===== Sunulan Metin

Güneydoğu Anadolu Bölgesi’nin en büyük, Türkiye’nin ise 6. büyük kenti olan Gaziantep, 5 bin 165 yıllık geçmişiyle Anadolu’nun ilk yerleşim alanlarından ve dünyanın yaşayan en eski şehirlerinden biridir. GAP’ın en büyüğü olarak, Akdeniz ile Güneydoğu Anadolu Bölgesi’nin birleşme noktasında yer alır. 7 bin 642 kilometre karelik alanıyla Türkiye topraklarının yüzde 1’ini kapsar. 2000 yılı sayımına göre nüfusu 1 milyon 269 bindir. Merkezde bulunan Şahinbey ve Şehitkamil ile birlikte Oğuzeli, Yavuzeli, Nizip, Araban, Nurdağı, Karkamış ve Islahiye olmak üzere 9 ilçesi bulunmaktadır.
1.Dünya Savaşı’ndan sonra İngilizler ve Fransızlar tarafından işgal edilen Gaziantep ve yöresi, halkın akıllara durgunluk veren savunması ve eşsiz kahramanlıyla sonucunda 6317 şehit vererek bağımsızlığını kazanmış ve bütün dünyada hayranlık uyandırmıştır.
TBMM, Antep’e bu başarısından dolayı 8 Şubat 1921 tarihinde “GAZİ”lik unvanı vermiştir. Milli Mücadele yıllarında Gazi’lik unvanına layık görülen mucize şehir Gaziantep ülkesine bağlılığını, ülke sanayisine olan katkıları ile bugün de sürdürmektedir.
Gaziantep Mutfağı, geleneklerinin ve yöresel damak lezzetinin zenginliği ile Türk ve dünya mutfakları içerisinde ayrıcalıklı bir yere sahiptir. Gastronomi turizmi için eşsiz bir hazine olan Antep’te, yemek güzel sanatların bir dalı gibidir. Aracı, gereci, pişireni, ürünü ve yiyeni ile bir kültürdür.
Gaziantep mutfağında ilk bakışta dikkati çeken en önemli husus, kullanılan malzemede gösterilen titizliktir. Yemeği oluşturan tüm malzeme büyük titizlik içerisinde seçilmekte, değişik tat ve lezzet veren baharatlar, salçalar ve karışımlar yemeklerde bol miktarda kullanılmaktadır.

==========
===== Sağlanan Kayıtlar

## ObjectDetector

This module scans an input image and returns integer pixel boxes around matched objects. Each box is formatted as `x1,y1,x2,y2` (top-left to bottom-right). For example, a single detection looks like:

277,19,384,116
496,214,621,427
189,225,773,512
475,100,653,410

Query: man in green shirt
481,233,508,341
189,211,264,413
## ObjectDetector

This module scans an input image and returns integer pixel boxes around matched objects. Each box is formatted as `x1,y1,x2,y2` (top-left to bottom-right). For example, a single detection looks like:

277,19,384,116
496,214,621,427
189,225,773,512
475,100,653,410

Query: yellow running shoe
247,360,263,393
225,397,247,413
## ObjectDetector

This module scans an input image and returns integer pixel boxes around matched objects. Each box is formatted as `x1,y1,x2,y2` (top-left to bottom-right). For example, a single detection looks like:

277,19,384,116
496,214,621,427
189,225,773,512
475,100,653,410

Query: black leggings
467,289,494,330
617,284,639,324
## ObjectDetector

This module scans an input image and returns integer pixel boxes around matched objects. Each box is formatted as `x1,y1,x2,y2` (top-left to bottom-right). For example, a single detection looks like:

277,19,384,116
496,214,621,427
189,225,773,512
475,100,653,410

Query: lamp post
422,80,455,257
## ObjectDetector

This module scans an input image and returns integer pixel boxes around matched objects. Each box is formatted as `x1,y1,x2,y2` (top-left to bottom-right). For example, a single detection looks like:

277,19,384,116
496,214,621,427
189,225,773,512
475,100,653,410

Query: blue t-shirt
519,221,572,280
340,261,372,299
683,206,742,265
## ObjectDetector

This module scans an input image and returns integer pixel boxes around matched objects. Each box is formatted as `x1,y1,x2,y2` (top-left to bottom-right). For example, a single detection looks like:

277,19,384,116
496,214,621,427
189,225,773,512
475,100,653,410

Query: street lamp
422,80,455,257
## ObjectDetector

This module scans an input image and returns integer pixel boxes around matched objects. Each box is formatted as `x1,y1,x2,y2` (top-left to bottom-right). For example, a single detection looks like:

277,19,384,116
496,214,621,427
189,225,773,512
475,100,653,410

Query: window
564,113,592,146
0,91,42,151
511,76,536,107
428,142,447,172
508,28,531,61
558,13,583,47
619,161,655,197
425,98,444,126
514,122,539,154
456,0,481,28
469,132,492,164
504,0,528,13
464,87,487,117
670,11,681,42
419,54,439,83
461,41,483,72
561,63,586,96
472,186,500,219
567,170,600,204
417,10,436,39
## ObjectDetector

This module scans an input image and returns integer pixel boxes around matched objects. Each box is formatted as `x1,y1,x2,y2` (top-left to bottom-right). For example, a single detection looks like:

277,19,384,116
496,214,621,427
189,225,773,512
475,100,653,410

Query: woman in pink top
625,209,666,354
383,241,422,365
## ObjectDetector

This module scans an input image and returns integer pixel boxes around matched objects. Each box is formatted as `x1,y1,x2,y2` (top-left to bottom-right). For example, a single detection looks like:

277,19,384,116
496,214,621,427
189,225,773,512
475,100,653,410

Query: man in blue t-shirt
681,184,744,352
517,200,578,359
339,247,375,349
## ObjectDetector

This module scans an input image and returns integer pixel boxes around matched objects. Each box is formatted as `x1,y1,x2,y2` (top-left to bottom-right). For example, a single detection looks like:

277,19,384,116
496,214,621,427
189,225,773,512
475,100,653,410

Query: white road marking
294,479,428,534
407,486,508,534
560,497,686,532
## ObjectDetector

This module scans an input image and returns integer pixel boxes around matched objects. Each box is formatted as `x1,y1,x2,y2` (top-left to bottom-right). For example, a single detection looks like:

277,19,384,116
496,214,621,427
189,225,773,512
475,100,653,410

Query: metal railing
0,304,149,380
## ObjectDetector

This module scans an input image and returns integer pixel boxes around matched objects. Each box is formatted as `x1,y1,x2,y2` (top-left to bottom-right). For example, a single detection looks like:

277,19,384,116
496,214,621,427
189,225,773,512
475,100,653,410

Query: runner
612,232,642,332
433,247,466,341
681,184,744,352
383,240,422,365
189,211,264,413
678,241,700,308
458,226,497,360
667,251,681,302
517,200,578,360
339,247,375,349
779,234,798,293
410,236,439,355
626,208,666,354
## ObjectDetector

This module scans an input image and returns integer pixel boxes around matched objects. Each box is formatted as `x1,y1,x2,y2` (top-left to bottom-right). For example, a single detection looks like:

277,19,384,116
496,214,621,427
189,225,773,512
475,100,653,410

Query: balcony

==========

Gaziantep'i tanıtan metni, son cümlesinin ardından kaldığı yerden sürdürünüz.

Alıştırma Sonucu:
Cumhuriyet’in ilk yıllarında kişisel girişimlerle başlatılan kalkınma çabaları, bugün Gaziantep’i Türk ekonomisi içerisinde özel bir konuma getirmiştir. Gaziantep’te devlet yatırımlarının yetersiz olması, kentin insanlarını üretime ve ticarete yöneltmiş; bu da hem batıya göçü engellemiş, hem de Gaziantep’li girişimcilerin tüm dünyaya örnek olmalarını sağlamıştır. Bugün Türkiye’de makarna üretiminin yüzde 60’ı, iplikte yüzde 45’i, halıda yüzde 80’i, Antepfıstığı’nda yüzde 90’ı, trikoda yüzde 50’si, bakliyat üretim ve ihracatında yüzde 85’i Gaziantep tarafından gerçekleştirilmektedir.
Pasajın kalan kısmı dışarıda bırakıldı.